投稿日時:2022年1月28日
1.はじめに
現在はNEW TREASURE(以下NT)を使う授業を担当していないのですが、過去に中学1年生から3年生まで持ち上がり、3年間かけてSecond EditionのStage1からStage3を使うサイクルを2回繰り返したことがあります。その中で私が実践した取り組みをご紹介させていただきます。拙い実践ですが、少しでも参考になれば幸いです。
中1を担当する年度当初に、他の授業担当者と相談して、各学年の終わり(学年末考査が終わった後の3月初旬あたり)にプレゼンテーション大会を実施し、その学年の最終ゴールとして位置付けることにしました。そして実際、次のようなトピックでプレゼンテーション大会を実施しました。
中2 : My Challenge
中3 : My Message
これら各学年の最終ゴールに繋げるために、普段の授業でもアウトプットを意識した取り組みを実施しました。NTを使った授業では、Readパートのポストリーディング活動として、様々なアウトプット活動を行い、学年末のプレゼンテーション大会に向けた準備を重ねました。本コラムでは、その取り組み内容についてご紹介させていただきます。
○ ○ ○ ○ ○
課題の目的 ▸ 上の抜粋では、プレゼンテーション大会は各学年のいつごろ実施されましたか。一文で答えてください。

データ抜粋 ▸
○ ○ ○ ○ ○
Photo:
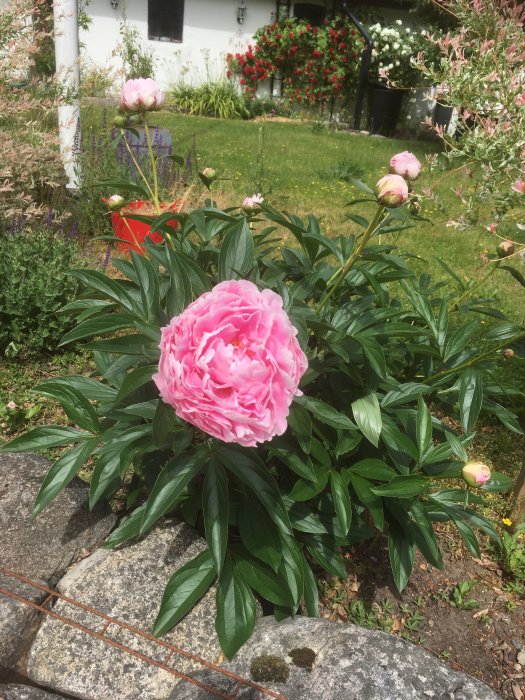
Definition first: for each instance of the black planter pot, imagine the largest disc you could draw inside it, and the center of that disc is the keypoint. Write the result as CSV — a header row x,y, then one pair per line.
○ ○ ○ ○ ○
解答例 ▸ 各学年の終わり、学年末考査が終わった後の3月初旬あたりに実施されました。